Below are records that should be duplicated exactly, with no image retained.
### EXTRACTED DATA
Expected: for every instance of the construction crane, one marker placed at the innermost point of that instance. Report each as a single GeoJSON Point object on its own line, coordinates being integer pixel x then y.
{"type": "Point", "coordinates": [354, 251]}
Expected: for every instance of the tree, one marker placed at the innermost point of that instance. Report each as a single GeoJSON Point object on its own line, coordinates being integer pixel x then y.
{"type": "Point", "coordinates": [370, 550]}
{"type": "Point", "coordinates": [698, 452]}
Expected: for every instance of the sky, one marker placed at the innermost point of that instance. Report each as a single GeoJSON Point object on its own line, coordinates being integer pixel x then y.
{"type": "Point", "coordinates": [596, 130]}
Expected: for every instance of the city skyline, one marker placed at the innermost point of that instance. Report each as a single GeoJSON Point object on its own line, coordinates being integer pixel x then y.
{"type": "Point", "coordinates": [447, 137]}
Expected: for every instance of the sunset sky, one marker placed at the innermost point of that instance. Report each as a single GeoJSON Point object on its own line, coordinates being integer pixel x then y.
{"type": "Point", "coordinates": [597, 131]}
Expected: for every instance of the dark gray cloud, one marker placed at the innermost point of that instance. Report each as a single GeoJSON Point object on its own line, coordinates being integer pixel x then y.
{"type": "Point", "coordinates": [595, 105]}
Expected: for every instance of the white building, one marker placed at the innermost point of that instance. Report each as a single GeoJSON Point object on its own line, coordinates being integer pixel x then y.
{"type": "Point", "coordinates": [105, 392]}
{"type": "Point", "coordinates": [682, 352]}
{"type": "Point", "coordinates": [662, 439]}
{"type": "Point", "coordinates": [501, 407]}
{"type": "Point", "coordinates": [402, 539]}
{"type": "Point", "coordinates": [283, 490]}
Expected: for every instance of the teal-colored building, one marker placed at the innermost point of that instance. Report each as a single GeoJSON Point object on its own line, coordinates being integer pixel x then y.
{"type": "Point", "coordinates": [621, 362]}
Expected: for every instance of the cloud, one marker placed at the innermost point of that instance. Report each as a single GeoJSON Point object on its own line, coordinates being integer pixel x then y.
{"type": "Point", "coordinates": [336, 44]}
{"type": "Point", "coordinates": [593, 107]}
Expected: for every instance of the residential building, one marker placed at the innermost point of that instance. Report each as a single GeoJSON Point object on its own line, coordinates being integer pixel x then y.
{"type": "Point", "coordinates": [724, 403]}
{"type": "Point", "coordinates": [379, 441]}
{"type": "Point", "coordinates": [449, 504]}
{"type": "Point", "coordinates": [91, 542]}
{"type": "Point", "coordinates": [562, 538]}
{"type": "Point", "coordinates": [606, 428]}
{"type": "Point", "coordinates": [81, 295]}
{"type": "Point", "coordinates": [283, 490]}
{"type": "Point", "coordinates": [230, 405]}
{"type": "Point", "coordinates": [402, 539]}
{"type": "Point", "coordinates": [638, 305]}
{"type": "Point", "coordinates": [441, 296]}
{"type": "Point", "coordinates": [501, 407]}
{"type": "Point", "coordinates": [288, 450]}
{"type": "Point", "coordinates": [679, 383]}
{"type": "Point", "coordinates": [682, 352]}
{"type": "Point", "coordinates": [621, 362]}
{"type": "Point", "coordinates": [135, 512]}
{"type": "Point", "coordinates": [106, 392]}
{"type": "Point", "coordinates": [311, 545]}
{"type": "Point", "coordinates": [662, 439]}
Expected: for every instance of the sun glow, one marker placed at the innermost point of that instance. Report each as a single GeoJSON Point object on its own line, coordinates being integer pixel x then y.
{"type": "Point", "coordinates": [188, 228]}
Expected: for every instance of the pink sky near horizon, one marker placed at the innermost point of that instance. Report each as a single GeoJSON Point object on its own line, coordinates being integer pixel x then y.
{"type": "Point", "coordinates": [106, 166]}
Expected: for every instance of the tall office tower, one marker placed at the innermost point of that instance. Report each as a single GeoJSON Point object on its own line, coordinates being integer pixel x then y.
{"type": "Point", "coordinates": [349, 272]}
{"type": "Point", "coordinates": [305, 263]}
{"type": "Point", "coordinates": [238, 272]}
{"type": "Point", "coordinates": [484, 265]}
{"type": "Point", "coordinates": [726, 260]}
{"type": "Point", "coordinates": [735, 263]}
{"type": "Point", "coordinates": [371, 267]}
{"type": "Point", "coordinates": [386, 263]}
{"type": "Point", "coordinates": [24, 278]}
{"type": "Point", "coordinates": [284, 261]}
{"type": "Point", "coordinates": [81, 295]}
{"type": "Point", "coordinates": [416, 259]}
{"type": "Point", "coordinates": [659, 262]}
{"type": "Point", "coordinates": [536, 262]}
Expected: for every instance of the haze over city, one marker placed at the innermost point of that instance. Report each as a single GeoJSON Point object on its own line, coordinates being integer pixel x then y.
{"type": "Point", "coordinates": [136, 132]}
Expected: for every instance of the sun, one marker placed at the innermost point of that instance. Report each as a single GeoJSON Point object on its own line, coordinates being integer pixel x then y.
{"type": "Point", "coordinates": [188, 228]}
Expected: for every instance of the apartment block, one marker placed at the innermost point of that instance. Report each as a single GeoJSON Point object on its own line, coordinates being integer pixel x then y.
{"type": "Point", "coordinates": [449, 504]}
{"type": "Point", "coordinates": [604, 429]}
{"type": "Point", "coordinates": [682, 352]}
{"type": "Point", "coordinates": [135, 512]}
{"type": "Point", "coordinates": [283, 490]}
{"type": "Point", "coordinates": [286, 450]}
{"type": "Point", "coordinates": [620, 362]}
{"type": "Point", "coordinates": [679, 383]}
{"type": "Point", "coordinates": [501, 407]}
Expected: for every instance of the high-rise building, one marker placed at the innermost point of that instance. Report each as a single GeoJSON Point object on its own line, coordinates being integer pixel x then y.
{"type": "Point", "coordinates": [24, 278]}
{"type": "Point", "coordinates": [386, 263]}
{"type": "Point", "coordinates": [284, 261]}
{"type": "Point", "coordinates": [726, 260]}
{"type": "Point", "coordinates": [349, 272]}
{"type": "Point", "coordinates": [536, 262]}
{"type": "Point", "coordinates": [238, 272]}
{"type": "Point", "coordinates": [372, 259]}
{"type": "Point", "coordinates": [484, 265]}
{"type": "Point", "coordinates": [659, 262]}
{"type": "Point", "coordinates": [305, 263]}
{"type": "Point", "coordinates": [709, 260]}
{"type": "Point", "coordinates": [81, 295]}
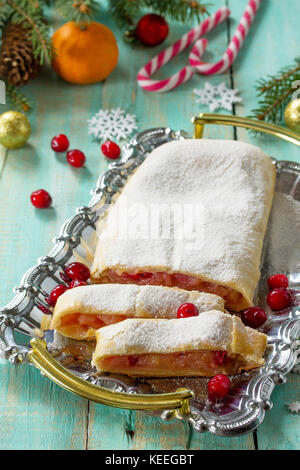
######
**YOUR SOLUTION**:
Expected: for every instance of the construction crane, one marker placed at the innermost point of that instance. Report each as a single GeoJSON Point object on its own line, coordinates being integer pixel x then y.
{"type": "Point", "coordinates": [354, 251]}
Expected: for every instance of the tree, one marker placed at the innermost point of that instance. Report each as a single GeoJSON Point object on its own line, coordinates being integer pixel x then y.
{"type": "Point", "coordinates": [370, 550]}
{"type": "Point", "coordinates": [698, 452]}
Expected: for every instance of the sky, one marker placed at the innermost point of that instance. Report each as a single GeoJSON Point object on its own line, coordinates being integer pixel x then y.
{"type": "Point", "coordinates": [596, 130]}
Expected: for every instance of the city skyline, one marker placed at the innermost point of that instance. Report each as a single GeoJSON Point object on its own line, coordinates being integer pixel x then y.
{"type": "Point", "coordinates": [447, 137]}
Expected: for every instance of the sunset sky, one marker placed at the innermost point of that instance. Report each as a single GeoJSON Point object on its own line, coordinates being integer pixel x then y.
{"type": "Point", "coordinates": [597, 131]}
Expected: for every instance of the dark gray cloud, one marker placed at the innermost point of that instance. Report each as a single GeoJSON Point object on its own line, coordinates being integer pixel x then y.
{"type": "Point", "coordinates": [595, 105]}
Expected: for every instance of the white building, one marker placed at the innermost point of that instance. Report each as a single GeoJSON Point object on its own line, coordinates being integer pixel x then y.
{"type": "Point", "coordinates": [105, 392]}
{"type": "Point", "coordinates": [682, 352]}
{"type": "Point", "coordinates": [662, 439]}
{"type": "Point", "coordinates": [501, 407]}
{"type": "Point", "coordinates": [402, 539]}
{"type": "Point", "coordinates": [283, 490]}
Expected: for every instance of the teal-colored building, one marker placed at the innermost point of that instance. Report each as a single GeoJSON Point object on its own line, coordinates being integer pixel x then y.
{"type": "Point", "coordinates": [621, 362]}
Expected: for every instance of the cloud, one marker placed at the innermost point of that instance. Report each as a single GeoJSON Point object on its own line, coordinates being integer pixel x then y.
{"type": "Point", "coordinates": [336, 44]}
{"type": "Point", "coordinates": [593, 107]}
Expected: for every instance of the residential building, one marker placed at the innermost point of that instance. Report each as a single GeoJSON Point object on its own line, coordinates being integer pixel x then y.
{"type": "Point", "coordinates": [724, 403]}
{"type": "Point", "coordinates": [379, 441]}
{"type": "Point", "coordinates": [449, 504]}
{"type": "Point", "coordinates": [91, 542]}
{"type": "Point", "coordinates": [562, 538]}
{"type": "Point", "coordinates": [606, 428]}
{"type": "Point", "coordinates": [81, 295]}
{"type": "Point", "coordinates": [283, 490]}
{"type": "Point", "coordinates": [230, 405]}
{"type": "Point", "coordinates": [402, 539]}
{"type": "Point", "coordinates": [638, 305]}
{"type": "Point", "coordinates": [441, 296]}
{"type": "Point", "coordinates": [501, 407]}
{"type": "Point", "coordinates": [288, 450]}
{"type": "Point", "coordinates": [679, 383]}
{"type": "Point", "coordinates": [682, 352]}
{"type": "Point", "coordinates": [621, 362]}
{"type": "Point", "coordinates": [135, 512]}
{"type": "Point", "coordinates": [106, 392]}
{"type": "Point", "coordinates": [311, 545]}
{"type": "Point", "coordinates": [662, 439]}
Expected: for every instance of the sun glow, one marker placed at the innermost point of that instance. Report each as a single GeoJSON Point object on its own line, coordinates being integer pixel x then y.
{"type": "Point", "coordinates": [188, 228]}
Expected: for every instance of the pink sky near horizon, one marker placed at the innermost point of that instance. Report each as a single GeoJSON Point object on its own line, coordinates being integer pixel x then y.
{"type": "Point", "coordinates": [106, 166]}
Expected: for every instance of the tall office tower, one marker placed at the innermost point of that instance. Report each as a single GeoJSON Point object on its own line, coordinates being integer pixel x then y.
{"type": "Point", "coordinates": [349, 272]}
{"type": "Point", "coordinates": [305, 263]}
{"type": "Point", "coordinates": [238, 272]}
{"type": "Point", "coordinates": [484, 265]}
{"type": "Point", "coordinates": [726, 260]}
{"type": "Point", "coordinates": [735, 263]}
{"type": "Point", "coordinates": [371, 267]}
{"type": "Point", "coordinates": [386, 263]}
{"type": "Point", "coordinates": [24, 278]}
{"type": "Point", "coordinates": [284, 261]}
{"type": "Point", "coordinates": [81, 295]}
{"type": "Point", "coordinates": [416, 259]}
{"type": "Point", "coordinates": [659, 262]}
{"type": "Point", "coordinates": [536, 262]}
Expected: for every instance of the haze over city, one marker placed at the innermost point of that instance. Report each as a single GeoJSON Point object on its own line, coordinates being integer pixel x then y.
{"type": "Point", "coordinates": [136, 132]}
Expected: for every instance of the sun, one marker placed at the innermost point of that instance. Report each as a single GeoJSON Point object on its own line, coordinates being integer pixel x then y.
{"type": "Point", "coordinates": [188, 228]}
Expected: for every instance of the apartment block, one marker placed at the innermost point of that instance. Report each as a single GeoJSON Point object on its own line, coordinates being integer pixel x then y.
{"type": "Point", "coordinates": [449, 504]}
{"type": "Point", "coordinates": [604, 429]}
{"type": "Point", "coordinates": [682, 352]}
{"type": "Point", "coordinates": [135, 512]}
{"type": "Point", "coordinates": [283, 490]}
{"type": "Point", "coordinates": [286, 450]}
{"type": "Point", "coordinates": [620, 362]}
{"type": "Point", "coordinates": [679, 383]}
{"type": "Point", "coordinates": [501, 407]}
Expected: for every instance of the high-rise building, one marker placed at the innermost point of that instance. Report each as a single GeoJSON Point object on its own line, coordinates being integer pixel x then y.
{"type": "Point", "coordinates": [24, 278]}
{"type": "Point", "coordinates": [386, 263]}
{"type": "Point", "coordinates": [284, 261]}
{"type": "Point", "coordinates": [726, 260]}
{"type": "Point", "coordinates": [349, 272]}
{"type": "Point", "coordinates": [536, 262]}
{"type": "Point", "coordinates": [238, 272]}
{"type": "Point", "coordinates": [372, 259]}
{"type": "Point", "coordinates": [484, 265]}
{"type": "Point", "coordinates": [659, 262]}
{"type": "Point", "coordinates": [305, 263]}
{"type": "Point", "coordinates": [709, 260]}
{"type": "Point", "coordinates": [81, 295]}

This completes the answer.